The standard plot is given some new twists. Jamal, a young man from the Mumbai slums finds himself on the Indian version of “Who Wants to Be a Millionaire.” No one, least of all the authorities, can understand how this dirt poor kid with little education can know all the answers. We find out how through a series of flashbacks to the adventures of Jamal and his friends at different ages of childhood.

Scenes of suspense sit comfortably with the humor and romance. Other films on this list may be deeper and more substantial, but why so serious? Slumdog Millionaire is the most enjoyable MOVIE movie of the year.


4) Frost/Nixon

What is it about Richard Nixon that has inspired such consistently compelling films? From Oliver Stone’s Nixon (possibly his best work) and Robert Altman’s one-actor-film, Secret Honor, all the way back to All the Presidents Men, a masterpiece in which Nixon did not appear, but was a constant presence, Richard Milhous Nixon never ceases to fascinate. His on-screen incarnations tend to elicit the sympathy that he never received in real life, mostly due his fall being depicted as the stuff of Shakespearian tragedy.

Ron Howard’s Frost/Nixon (also, possibly this director’s best film) carries on this tradition. Frank Langella, one known for having played Dracula, provides Nixon with menace and vulnerability, but unlike previous portrayals, a healthy dose of humor. This Nixon has already been through his darkest days and is now seeking a comeback via a televised interview with British journalist/entertainer David Frost.

Langella is so spot on as Nixon, that Michael Sheen’s Frost might get overshadowed if he weren’t matching him note for note. David Frost, as it turns out, also has something to prove, as he’s been dismissed as a lightweight pretty boy who could never hold his own against the former president. He has to deal with, to quote the title of a completely unrelated film, The Unbearable Lightness of Being.

☆ ☆ ☆ ☆ ☆ ☆ ☆

- THE REQUEST
Answer these questions about the film reviews:
(a) Where is Jamal from in Slumdog Millionaire?
(b) Which actor plays Nixon in Frost/Nixon?
(c) Who plays David Frost?

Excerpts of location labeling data

☆ ☆ ☆ ☆ ☆ ☆ ☆

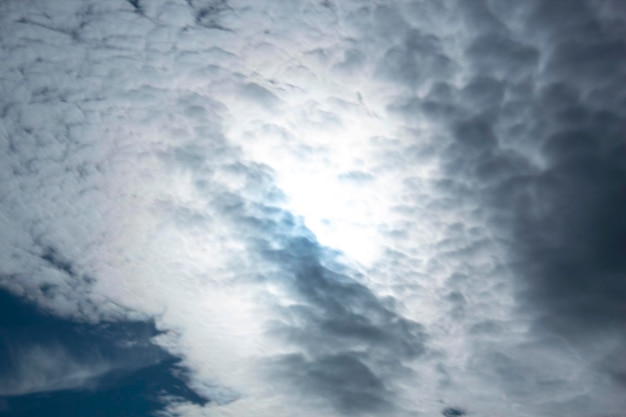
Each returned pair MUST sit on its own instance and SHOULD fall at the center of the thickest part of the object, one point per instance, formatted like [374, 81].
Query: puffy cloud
[330, 206]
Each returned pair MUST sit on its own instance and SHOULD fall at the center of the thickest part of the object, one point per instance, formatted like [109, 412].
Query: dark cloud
[453, 412]
[50, 366]
[354, 345]
[562, 198]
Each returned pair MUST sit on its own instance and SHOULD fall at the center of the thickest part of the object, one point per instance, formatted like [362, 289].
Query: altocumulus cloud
[307, 208]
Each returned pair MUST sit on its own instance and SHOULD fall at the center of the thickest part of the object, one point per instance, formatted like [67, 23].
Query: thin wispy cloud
[314, 208]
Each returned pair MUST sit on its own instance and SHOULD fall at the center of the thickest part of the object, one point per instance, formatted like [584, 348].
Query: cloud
[357, 208]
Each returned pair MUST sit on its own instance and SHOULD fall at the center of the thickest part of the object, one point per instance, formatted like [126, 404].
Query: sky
[313, 208]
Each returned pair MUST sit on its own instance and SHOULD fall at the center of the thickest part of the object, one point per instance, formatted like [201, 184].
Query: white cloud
[162, 151]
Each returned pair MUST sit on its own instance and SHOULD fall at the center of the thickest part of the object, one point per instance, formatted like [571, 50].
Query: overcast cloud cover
[313, 208]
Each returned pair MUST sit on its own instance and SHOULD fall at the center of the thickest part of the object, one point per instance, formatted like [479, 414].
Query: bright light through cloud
[312, 208]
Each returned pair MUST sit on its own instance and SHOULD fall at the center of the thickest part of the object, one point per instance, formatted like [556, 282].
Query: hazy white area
[175, 159]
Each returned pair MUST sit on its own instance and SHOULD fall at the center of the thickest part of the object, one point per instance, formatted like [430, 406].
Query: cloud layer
[328, 208]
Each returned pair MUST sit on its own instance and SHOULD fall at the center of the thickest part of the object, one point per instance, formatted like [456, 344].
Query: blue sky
[312, 208]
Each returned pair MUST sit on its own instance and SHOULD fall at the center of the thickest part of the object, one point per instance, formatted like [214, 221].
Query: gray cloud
[380, 209]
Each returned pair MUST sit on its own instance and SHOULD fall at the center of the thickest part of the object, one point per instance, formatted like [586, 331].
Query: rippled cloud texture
[313, 208]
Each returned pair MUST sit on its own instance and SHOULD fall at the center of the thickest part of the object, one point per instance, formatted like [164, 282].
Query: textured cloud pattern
[327, 208]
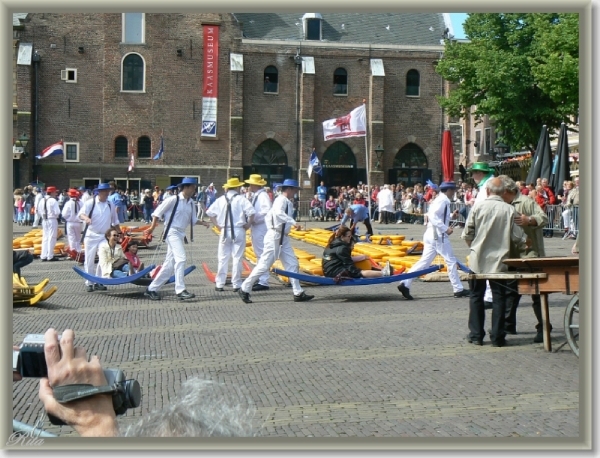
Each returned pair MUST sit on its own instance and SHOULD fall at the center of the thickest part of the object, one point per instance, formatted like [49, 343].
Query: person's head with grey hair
[495, 186]
[202, 408]
[511, 189]
[510, 185]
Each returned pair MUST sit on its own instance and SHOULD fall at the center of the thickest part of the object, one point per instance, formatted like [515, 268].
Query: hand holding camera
[76, 391]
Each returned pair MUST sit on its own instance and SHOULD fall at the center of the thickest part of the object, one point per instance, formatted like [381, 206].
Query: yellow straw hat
[256, 180]
[233, 183]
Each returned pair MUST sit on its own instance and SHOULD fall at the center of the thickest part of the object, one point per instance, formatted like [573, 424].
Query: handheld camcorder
[30, 361]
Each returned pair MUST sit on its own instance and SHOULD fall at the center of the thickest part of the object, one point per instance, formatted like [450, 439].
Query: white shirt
[185, 214]
[103, 217]
[262, 204]
[48, 207]
[281, 213]
[385, 200]
[240, 209]
[86, 196]
[71, 211]
[439, 214]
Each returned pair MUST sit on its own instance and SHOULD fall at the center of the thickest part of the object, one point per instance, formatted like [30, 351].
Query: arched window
[269, 152]
[133, 73]
[340, 82]
[413, 83]
[271, 79]
[144, 147]
[121, 146]
[410, 156]
[339, 155]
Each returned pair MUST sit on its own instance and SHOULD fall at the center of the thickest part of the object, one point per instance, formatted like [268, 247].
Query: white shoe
[387, 270]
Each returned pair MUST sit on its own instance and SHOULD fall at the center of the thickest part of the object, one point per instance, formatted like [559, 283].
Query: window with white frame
[71, 152]
[133, 72]
[477, 144]
[488, 148]
[413, 83]
[340, 82]
[69, 75]
[133, 28]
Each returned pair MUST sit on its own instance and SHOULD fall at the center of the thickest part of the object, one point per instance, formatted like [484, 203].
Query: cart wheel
[572, 324]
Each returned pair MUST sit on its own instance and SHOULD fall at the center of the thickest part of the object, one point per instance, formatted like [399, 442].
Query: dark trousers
[477, 310]
[512, 303]
[21, 259]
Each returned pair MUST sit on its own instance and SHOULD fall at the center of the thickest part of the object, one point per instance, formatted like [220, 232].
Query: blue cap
[189, 180]
[447, 185]
[290, 183]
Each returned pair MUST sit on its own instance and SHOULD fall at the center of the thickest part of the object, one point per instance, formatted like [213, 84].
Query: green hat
[480, 167]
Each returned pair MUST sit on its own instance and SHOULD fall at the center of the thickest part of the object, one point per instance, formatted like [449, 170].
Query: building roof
[424, 29]
[16, 17]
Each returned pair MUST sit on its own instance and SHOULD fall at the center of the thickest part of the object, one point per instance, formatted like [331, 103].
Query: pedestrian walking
[182, 213]
[98, 215]
[232, 214]
[277, 245]
[436, 240]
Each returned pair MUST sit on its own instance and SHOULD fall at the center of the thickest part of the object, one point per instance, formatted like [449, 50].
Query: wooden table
[542, 276]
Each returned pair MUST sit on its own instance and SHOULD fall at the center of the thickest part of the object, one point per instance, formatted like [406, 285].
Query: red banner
[210, 80]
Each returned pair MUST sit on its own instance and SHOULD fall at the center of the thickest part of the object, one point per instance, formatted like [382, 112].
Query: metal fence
[560, 218]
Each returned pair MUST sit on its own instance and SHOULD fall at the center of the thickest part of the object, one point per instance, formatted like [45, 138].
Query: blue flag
[161, 150]
[314, 165]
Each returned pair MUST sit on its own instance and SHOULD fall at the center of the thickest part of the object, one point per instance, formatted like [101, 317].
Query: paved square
[357, 361]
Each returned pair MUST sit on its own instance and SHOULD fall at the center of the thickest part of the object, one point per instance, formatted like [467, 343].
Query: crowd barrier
[560, 219]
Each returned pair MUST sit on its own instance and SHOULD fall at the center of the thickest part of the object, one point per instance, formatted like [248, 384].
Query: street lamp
[379, 152]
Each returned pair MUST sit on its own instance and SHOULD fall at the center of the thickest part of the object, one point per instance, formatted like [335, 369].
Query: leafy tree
[520, 69]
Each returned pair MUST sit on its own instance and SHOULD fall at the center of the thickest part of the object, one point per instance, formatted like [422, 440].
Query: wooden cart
[544, 276]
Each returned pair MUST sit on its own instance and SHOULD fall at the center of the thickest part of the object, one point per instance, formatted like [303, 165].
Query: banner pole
[367, 160]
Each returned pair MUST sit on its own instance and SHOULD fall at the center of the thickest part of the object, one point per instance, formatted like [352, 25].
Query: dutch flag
[53, 150]
[314, 165]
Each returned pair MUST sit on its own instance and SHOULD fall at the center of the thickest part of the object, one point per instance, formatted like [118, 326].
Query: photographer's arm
[90, 417]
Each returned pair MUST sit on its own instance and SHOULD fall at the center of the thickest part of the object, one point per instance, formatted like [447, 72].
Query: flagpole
[367, 160]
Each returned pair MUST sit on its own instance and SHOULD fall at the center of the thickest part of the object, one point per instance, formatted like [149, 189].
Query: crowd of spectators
[402, 202]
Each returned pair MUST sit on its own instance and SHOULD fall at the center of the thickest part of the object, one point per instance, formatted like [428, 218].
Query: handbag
[119, 263]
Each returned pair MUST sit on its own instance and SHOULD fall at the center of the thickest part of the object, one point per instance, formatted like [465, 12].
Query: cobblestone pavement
[351, 362]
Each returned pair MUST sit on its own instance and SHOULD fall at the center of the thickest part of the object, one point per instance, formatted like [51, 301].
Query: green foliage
[520, 69]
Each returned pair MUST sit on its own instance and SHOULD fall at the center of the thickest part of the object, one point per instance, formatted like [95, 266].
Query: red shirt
[550, 195]
[134, 260]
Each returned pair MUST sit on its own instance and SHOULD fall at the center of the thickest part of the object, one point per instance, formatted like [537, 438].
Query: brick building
[110, 85]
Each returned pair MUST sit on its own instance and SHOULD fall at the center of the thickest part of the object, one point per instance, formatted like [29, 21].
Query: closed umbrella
[561, 169]
[541, 165]
[447, 156]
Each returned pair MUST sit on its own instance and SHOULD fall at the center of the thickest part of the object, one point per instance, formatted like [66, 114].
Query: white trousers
[49, 234]
[231, 249]
[91, 242]
[431, 248]
[74, 235]
[258, 242]
[271, 251]
[174, 262]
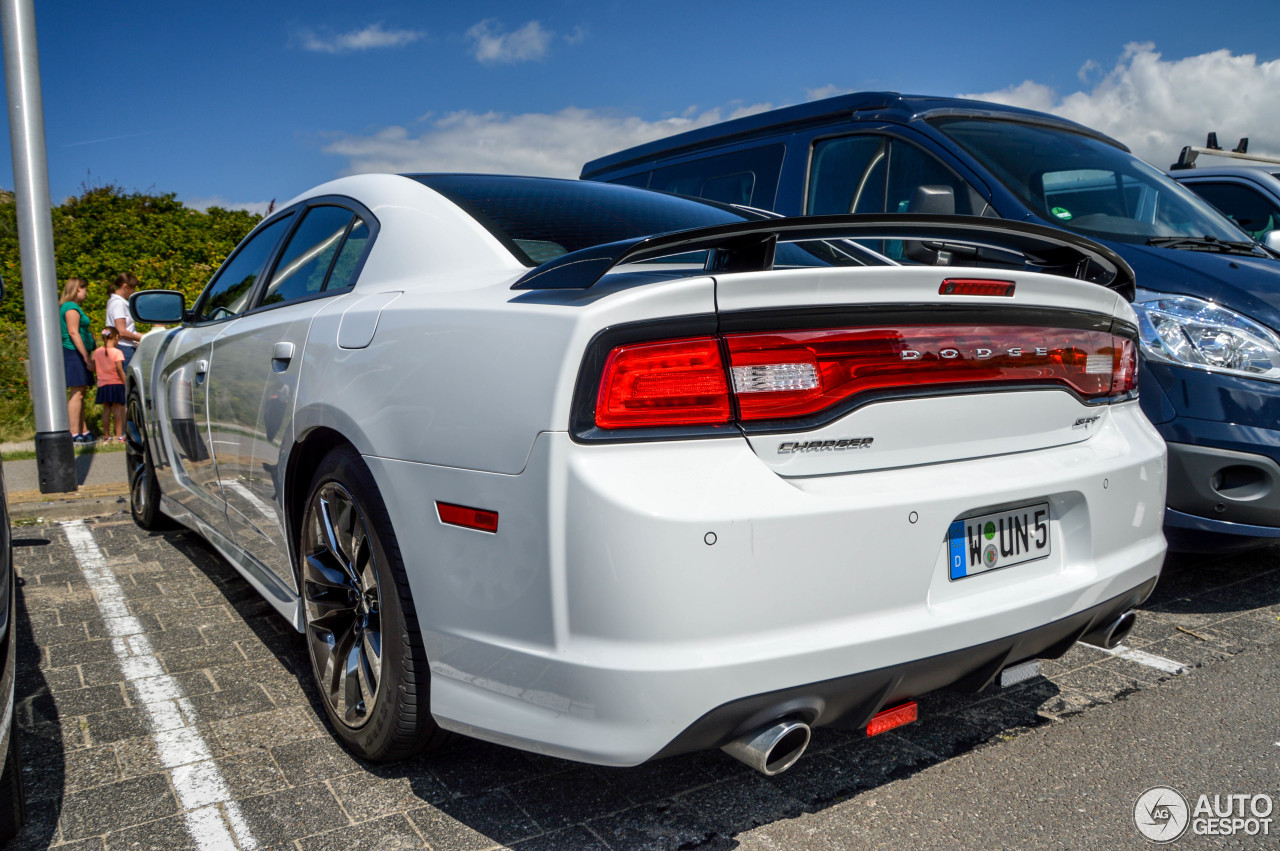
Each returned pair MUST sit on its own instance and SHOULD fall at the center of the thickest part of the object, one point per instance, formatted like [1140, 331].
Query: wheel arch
[305, 457]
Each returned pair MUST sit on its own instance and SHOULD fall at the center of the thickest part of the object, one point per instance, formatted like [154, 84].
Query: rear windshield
[539, 219]
[1084, 184]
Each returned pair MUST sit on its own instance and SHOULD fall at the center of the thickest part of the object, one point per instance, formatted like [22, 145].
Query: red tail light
[663, 384]
[853, 361]
[887, 719]
[780, 375]
[976, 287]
[479, 518]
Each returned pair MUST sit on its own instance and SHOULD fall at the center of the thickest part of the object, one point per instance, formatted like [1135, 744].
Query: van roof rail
[1187, 159]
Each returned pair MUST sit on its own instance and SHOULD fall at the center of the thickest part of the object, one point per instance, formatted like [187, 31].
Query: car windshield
[539, 219]
[1086, 184]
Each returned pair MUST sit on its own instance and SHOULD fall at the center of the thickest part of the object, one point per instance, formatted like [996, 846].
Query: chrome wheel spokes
[341, 593]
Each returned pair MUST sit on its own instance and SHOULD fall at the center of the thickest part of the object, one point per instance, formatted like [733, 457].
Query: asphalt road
[163, 705]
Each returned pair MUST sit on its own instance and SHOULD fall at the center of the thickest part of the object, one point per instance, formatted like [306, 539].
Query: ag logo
[988, 556]
[1161, 814]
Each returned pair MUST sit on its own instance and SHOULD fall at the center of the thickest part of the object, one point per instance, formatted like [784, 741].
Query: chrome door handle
[280, 356]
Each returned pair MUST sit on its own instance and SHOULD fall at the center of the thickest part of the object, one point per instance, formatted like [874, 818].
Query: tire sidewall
[145, 518]
[375, 736]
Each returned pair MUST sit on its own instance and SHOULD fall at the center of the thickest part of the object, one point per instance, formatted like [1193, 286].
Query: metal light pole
[55, 461]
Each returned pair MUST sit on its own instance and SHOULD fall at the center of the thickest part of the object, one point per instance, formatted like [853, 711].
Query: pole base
[55, 462]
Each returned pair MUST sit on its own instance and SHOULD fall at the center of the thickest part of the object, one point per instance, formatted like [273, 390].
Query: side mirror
[933, 201]
[158, 306]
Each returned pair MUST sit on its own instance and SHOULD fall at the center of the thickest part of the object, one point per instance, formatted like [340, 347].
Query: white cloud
[218, 201]
[538, 143]
[494, 45]
[371, 36]
[1156, 106]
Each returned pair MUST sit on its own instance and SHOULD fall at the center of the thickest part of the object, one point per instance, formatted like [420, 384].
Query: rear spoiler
[749, 246]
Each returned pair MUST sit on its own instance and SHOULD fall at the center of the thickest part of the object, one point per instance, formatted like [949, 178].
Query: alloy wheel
[342, 596]
[136, 457]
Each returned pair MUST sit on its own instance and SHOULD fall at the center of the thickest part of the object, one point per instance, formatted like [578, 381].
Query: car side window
[304, 265]
[1243, 205]
[848, 175]
[347, 265]
[746, 177]
[229, 291]
[869, 174]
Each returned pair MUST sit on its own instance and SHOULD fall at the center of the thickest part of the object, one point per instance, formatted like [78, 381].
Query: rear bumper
[851, 701]
[1224, 454]
[632, 589]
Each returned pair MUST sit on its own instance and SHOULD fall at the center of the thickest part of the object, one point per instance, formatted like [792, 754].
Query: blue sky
[241, 103]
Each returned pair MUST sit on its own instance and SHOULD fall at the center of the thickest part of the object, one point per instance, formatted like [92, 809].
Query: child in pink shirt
[109, 365]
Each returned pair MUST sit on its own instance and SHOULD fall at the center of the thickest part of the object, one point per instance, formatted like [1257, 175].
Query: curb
[94, 501]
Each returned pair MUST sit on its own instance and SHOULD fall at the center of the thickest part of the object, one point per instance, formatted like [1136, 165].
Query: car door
[191, 472]
[256, 366]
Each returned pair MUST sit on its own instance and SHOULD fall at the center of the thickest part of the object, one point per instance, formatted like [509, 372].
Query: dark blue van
[1208, 296]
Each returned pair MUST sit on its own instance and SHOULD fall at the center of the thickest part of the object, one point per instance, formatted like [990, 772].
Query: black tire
[144, 488]
[13, 804]
[361, 628]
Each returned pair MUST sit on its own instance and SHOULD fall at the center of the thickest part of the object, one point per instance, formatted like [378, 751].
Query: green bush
[100, 233]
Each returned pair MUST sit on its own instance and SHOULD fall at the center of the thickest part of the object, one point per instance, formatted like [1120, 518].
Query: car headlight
[1192, 332]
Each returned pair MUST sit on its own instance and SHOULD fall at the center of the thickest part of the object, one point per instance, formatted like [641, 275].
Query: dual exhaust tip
[1110, 635]
[776, 746]
[771, 749]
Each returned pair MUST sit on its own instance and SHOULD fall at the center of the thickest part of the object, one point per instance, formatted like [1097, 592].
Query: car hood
[1249, 286]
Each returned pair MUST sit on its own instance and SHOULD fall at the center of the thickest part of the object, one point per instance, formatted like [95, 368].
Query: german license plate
[1004, 539]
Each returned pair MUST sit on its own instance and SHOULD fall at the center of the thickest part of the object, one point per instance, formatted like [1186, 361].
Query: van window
[1086, 184]
[748, 177]
[1244, 205]
[876, 174]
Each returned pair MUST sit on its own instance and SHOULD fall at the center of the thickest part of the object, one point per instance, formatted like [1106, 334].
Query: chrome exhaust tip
[772, 749]
[1111, 634]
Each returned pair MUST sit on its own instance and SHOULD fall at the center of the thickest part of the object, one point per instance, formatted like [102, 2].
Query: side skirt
[282, 598]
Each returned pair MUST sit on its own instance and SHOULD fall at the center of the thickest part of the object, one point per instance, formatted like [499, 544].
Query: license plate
[1004, 539]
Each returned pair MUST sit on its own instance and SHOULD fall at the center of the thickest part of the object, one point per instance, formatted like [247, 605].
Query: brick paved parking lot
[163, 705]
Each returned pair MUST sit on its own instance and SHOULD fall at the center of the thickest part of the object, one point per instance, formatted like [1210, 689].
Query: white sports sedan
[611, 475]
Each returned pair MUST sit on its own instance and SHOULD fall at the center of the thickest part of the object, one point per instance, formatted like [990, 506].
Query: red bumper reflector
[976, 287]
[485, 521]
[887, 719]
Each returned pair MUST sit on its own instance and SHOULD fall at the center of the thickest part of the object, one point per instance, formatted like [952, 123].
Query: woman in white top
[118, 314]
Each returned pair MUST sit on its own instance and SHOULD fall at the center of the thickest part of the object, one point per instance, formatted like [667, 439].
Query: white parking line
[251, 498]
[179, 746]
[1148, 659]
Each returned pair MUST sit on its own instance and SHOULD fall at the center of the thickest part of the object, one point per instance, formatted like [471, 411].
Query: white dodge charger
[611, 475]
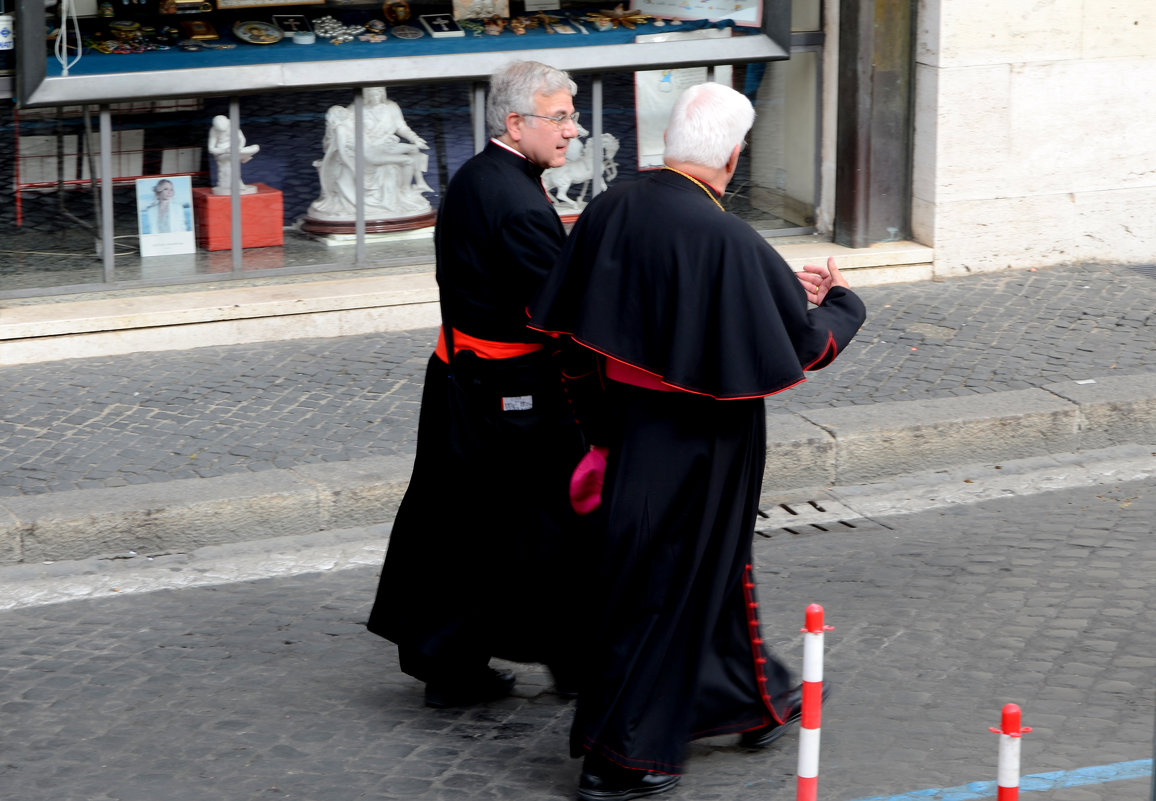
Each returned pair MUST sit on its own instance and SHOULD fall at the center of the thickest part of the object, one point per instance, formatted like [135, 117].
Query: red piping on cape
[675, 386]
[832, 348]
[756, 642]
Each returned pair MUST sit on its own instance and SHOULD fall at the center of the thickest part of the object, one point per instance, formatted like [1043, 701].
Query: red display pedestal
[261, 219]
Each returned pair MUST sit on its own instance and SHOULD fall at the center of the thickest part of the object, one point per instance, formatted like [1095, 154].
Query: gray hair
[513, 88]
[706, 123]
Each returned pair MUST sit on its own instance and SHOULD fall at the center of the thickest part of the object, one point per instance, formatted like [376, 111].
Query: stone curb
[820, 447]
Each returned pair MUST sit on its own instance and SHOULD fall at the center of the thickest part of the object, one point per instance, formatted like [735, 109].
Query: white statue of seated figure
[393, 162]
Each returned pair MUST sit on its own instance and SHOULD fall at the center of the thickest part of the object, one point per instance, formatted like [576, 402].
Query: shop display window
[90, 175]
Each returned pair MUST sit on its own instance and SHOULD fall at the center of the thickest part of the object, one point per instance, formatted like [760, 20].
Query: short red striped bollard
[807, 784]
[1010, 735]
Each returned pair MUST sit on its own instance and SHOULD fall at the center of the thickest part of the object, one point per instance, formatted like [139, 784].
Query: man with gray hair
[696, 319]
[479, 553]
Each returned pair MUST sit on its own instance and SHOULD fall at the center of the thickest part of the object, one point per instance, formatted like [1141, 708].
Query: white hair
[706, 123]
[513, 88]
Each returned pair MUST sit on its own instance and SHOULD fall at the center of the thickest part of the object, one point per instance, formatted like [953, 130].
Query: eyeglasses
[557, 121]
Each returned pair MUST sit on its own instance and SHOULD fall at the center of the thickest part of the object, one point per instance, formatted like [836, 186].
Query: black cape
[480, 547]
[660, 277]
[657, 275]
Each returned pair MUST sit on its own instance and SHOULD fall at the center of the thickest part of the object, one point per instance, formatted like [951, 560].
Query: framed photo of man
[164, 214]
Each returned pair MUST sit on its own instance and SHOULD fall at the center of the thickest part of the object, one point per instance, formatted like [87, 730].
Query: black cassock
[479, 553]
[656, 275]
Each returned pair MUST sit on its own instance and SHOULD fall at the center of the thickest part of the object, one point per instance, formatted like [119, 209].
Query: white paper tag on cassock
[518, 403]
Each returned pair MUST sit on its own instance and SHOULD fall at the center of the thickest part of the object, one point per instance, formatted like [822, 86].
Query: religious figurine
[579, 170]
[221, 149]
[393, 164]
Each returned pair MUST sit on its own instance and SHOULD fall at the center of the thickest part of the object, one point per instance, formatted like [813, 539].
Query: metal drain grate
[805, 517]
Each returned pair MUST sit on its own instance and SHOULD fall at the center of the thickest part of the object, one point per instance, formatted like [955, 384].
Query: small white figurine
[394, 164]
[579, 169]
[221, 148]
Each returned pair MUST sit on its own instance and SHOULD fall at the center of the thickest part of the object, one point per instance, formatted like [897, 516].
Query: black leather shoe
[605, 781]
[790, 710]
[488, 685]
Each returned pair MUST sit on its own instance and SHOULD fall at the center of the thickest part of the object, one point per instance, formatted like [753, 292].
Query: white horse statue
[579, 170]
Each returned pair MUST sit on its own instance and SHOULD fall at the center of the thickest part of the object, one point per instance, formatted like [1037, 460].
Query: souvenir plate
[257, 32]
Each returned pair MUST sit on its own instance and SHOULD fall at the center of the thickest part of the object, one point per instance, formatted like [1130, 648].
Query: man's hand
[817, 280]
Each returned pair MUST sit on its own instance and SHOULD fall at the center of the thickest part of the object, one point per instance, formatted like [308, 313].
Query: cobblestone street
[272, 689]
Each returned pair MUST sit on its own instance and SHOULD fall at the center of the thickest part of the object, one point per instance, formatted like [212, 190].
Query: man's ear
[513, 125]
[732, 163]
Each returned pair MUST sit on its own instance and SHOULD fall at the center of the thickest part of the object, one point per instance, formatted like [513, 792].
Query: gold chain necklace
[699, 184]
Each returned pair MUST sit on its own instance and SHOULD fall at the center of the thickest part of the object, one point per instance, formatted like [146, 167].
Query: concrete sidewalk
[165, 452]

☆ ☆ ☆ ☆ ☆ ☆ ☆

- ANSWER BELOW
(a) The Mumbai slums.
(b) Frank Langella.
(c) Michael Sheen.